Muchas otras cosas pasaron en este año de la pandemia. Muchas más de las que caben en estas páginas. De hecho, durante el proceso abierto de este libro, le pedimos a la comunidad que nos contaran las anécdotas más extrañas que les hubieran ocurrido en tiempos de coronavirus. Así nos enteramos de la historia de Aixa, que estuvo encontrando zapatos abandonados —de distintos talles y modelos— en la puerta de su casa de Tandil durante toda una semana. O la historia de Valentín, un niño de cinco años con COVID-19 que en la guardia de un hospital le pidió a la madre que no le cocinara más milanesas, ya que no sentía el gusto y le daban igual todas las comidas. Mechi puso fecha de casamiento para el 20 de marzo y resultó ser el día en que empezó el Aislamiento Social Preventivo y Obligatorio en Argentina. Lo mismo le pasó a Lourdes con su fiesta de 15. A Javi le tocó transportar cargas en plena cuarentena y después de muchos y muchos kilómetros, cuando lo frenó la policía para hacerle un test olfativo, no se contuvo y le confesó al oficial que si le daba mal, se iba a poner a llorar. Por suerte le dio bien. Facundo sintió que perdía registro del paso del tiempo por estar encerrado y empezó un diario de la cuarentena, registrando con marcador, en los vidrios de las ventanas e incluso en las puertas, lo que pasaba cada día. Supongo que después de meses su casa parecía la de un detective conspiranoico de película. Ingrid tuvo que esperar muchas horas en un aeropuerto y, junto a ella, una señora que también esperaba, presa de los nervios, empezó a revolver su valija en busca de vaya uno a saber qué y a revolear bombachas para todos lados. Y todo esto sin contar al padre de Sabrina, que estuvo meses diluyendo el alcohol etílico con las proporciones equivocadas, como si fuera fernet. O a los vecinos de Agus, que inventaron una soga con un gancho para recibir el delivery de comida en plena cuarentena estricta.
Son anécdotas pequeñas, cotidianas. La clase de cosas que les ocurren a las personas comunes cuando el mundo a su alrededor se da vuelta. Pero valía la pena traerlas a este epílogo, porque las pandemias también están hechas de esto.
En un futuro no muy lejano, cuando miremos hacia atrás, habrá quienes quieran recordar la pandemia de coronavirus como lo peor que nos pudo ocurrir como humanidad, y quienes insistirán en la idea (ya mil veces refutada) de que se trató de una gripe más. Si este libro sirve para algo, que sea para entender que no es ni una cosa, ni la otra. Que, puesta en perspectiva con otras pandemias, la hemos pasado peor y mejor. Y que siempre aprendimos algo. Y que esta vez no será la excepción, aunque quizás aún no tengamos del todo claro cuál es la enseñanza.
Escribo estas últimas líneas en el filo mismo del año nuevo y no puedo dejar de pensar en un último detalle de color. En su conferencia de prensa del 19 de diciembre de 2020, la OMS, con absoluta seriedad, anunció que Santa Claus es inmune al COVID-19. Y, además, que no lo afectarían las restricciones del espacio aéreo, por lo que podría hacer sus viajes tranquilamente y llevar regalos a todos los niños del mundo. Aún así, destacaron, sigue siendo fundamental mantener la distancia, tanto con Santa como con los renos. Y, por supuesto, con el resto de las personas.
Y listo. Hasta aquí llega lo que yo tengo para contar.
Quizás un día, alguna otra persona aficionada a la historia agarre este libro y descubra que fue escrito íntegramente durante la pandemia de SARS-CoV-2. Con un poco de suerte, le será útil para reconstruir, siquiera un poco, este extraño período. Estos tiempos febriles.
━━━━━━━━━━━━━━━━
## Tus tareas
1. Según el extracto, ¿con quiénes dijo la OMS que sigue siendo fundamental mantener la distancia? Enumera a todos.
2. En el extracto, ¿dónde encontró Aixa los zapatos abandonados durante una semana?
━━━━━━━━━━━━━━━━
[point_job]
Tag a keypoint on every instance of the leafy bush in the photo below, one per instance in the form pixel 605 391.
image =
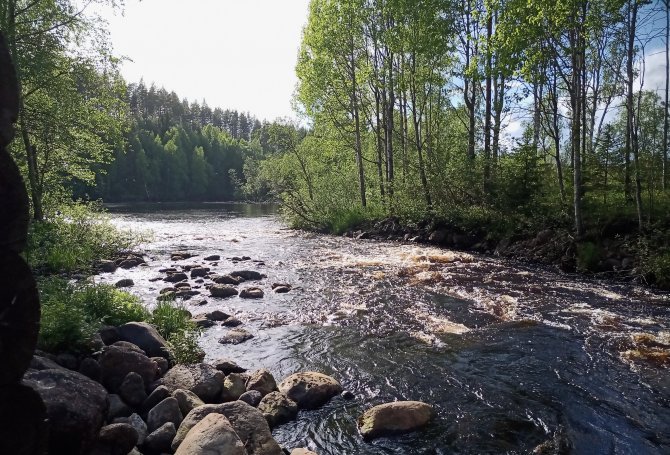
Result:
pixel 73 313
pixel 74 239
pixel 173 322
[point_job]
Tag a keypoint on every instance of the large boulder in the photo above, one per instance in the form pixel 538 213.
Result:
pixel 164 412
pixel 23 413
pixel 146 337
pixel 247 421
pixel 116 362
pixel 277 408
pixel 76 408
pixel 263 381
pixel 310 389
pixel 397 417
pixel 202 379
pixel 233 387
pixel 212 435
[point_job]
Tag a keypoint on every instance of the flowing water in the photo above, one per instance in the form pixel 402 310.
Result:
pixel 512 356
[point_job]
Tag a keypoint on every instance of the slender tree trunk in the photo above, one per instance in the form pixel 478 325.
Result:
pixel 487 113
pixel 357 125
pixel 666 110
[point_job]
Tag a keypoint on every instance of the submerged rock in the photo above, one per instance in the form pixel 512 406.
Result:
━━━━━━━━━━━━━━━━
## Tus respuestas
1. Santa Claus, los renos y el resto de las personas.

2. En la puerta de su casa de Tandil.